Your objective:
Copy out the entries that follow, unchanged.

(Data provided begins)

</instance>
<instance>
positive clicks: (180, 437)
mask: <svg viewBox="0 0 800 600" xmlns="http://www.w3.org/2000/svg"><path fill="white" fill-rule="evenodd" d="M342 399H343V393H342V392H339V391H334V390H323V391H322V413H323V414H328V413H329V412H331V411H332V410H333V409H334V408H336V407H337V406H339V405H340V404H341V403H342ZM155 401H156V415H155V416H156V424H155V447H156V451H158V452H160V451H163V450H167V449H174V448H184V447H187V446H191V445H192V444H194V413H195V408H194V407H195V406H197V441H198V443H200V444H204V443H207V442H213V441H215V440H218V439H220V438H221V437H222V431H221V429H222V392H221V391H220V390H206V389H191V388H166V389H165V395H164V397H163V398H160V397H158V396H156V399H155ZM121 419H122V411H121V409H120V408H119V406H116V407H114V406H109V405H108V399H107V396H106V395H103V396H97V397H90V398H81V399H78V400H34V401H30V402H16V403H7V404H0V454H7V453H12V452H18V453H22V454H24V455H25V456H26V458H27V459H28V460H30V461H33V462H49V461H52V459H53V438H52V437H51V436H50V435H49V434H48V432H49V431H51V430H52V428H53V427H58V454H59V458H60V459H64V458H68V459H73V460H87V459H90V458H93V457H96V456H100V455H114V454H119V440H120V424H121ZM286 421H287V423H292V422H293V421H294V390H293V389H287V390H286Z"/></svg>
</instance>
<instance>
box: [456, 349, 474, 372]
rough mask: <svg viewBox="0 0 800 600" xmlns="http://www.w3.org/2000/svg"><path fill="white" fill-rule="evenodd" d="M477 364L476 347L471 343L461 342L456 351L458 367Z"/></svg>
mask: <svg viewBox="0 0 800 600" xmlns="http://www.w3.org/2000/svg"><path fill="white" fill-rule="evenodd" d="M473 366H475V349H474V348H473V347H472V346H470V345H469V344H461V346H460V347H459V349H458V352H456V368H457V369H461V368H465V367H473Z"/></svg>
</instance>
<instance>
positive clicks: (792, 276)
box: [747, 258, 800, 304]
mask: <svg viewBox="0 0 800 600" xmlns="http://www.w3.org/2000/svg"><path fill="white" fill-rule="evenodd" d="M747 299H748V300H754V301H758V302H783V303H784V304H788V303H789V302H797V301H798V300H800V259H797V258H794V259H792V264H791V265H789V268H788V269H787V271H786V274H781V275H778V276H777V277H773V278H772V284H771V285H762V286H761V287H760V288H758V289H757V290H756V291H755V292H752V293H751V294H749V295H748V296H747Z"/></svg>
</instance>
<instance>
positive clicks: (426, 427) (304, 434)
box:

(Data provided ends)

Exercise output:
</instance>
<instance>
positive clicks: (180, 437)
mask: <svg viewBox="0 0 800 600" xmlns="http://www.w3.org/2000/svg"><path fill="white" fill-rule="evenodd" d="M342 399H343V393H342V392H339V391H334V390H323V391H322V413H323V414H328V413H329V412H331V411H332V410H333V409H334V408H336V407H337V406H339V405H340V404H341V403H342ZM155 401H156V415H155V416H156V424H155V447H156V451H158V452H160V451H163V450H167V449H174V448H184V447H187V446H191V445H192V444H194V413H195V408H194V407H195V406H197V441H198V443H200V444H204V443H207V442H213V441H215V440H218V439H220V438H221V437H222V431H221V429H222V392H221V391H220V390H206V389H191V388H166V389H165V395H164V397H163V398H160V397H158V396H156V399H155ZM121 419H122V411H121V409H120V408H119V406H116V407H114V406H109V405H108V399H107V396H106V395H103V396H97V397H90V398H81V399H78V400H34V401H30V402H16V403H7V404H0V454H7V453H12V452H18V453H22V454H24V455H25V456H26V458H27V459H28V460H30V461H33V462H49V461H52V459H53V438H52V437H51V436H50V435H49V434H48V432H49V431H51V430H52V428H53V427H58V454H59V458H60V459H64V458H68V459H73V460H87V459H90V458H93V457H96V456H100V455H114V454H119V440H120V424H121ZM286 421H287V423H292V422H293V421H294V390H293V389H287V390H286Z"/></svg>
</instance>
<instance>
box: [456, 349, 474, 372]
rough mask: <svg viewBox="0 0 800 600" xmlns="http://www.w3.org/2000/svg"><path fill="white" fill-rule="evenodd" d="M477 364L476 347L471 343L461 342L456 351L458 367Z"/></svg>
mask: <svg viewBox="0 0 800 600" xmlns="http://www.w3.org/2000/svg"><path fill="white" fill-rule="evenodd" d="M473 366H475V349H474V348H473V347H472V346H470V345H469V344H461V346H460V347H459V349H458V352H456V368H457V369H461V368H465V367H473Z"/></svg>
</instance>
<instance>
positive clicks: (792, 276)
box: [747, 258, 800, 304]
mask: <svg viewBox="0 0 800 600" xmlns="http://www.w3.org/2000/svg"><path fill="white" fill-rule="evenodd" d="M747 299H748V300H754V301H758V302H783V303H784V304H788V303H789V302H797V301H798V300H800V259H797V258H794V259H792V264H791V265H789V268H788V269H787V271H786V274H781V275H778V276H777V277H773V278H772V284H771V285H762V286H761V287H760V288H758V289H757V290H756V291H755V292H752V293H751V294H749V295H748V296H747Z"/></svg>
</instance>
<instance>
positive clicks: (426, 427) (304, 434)
box:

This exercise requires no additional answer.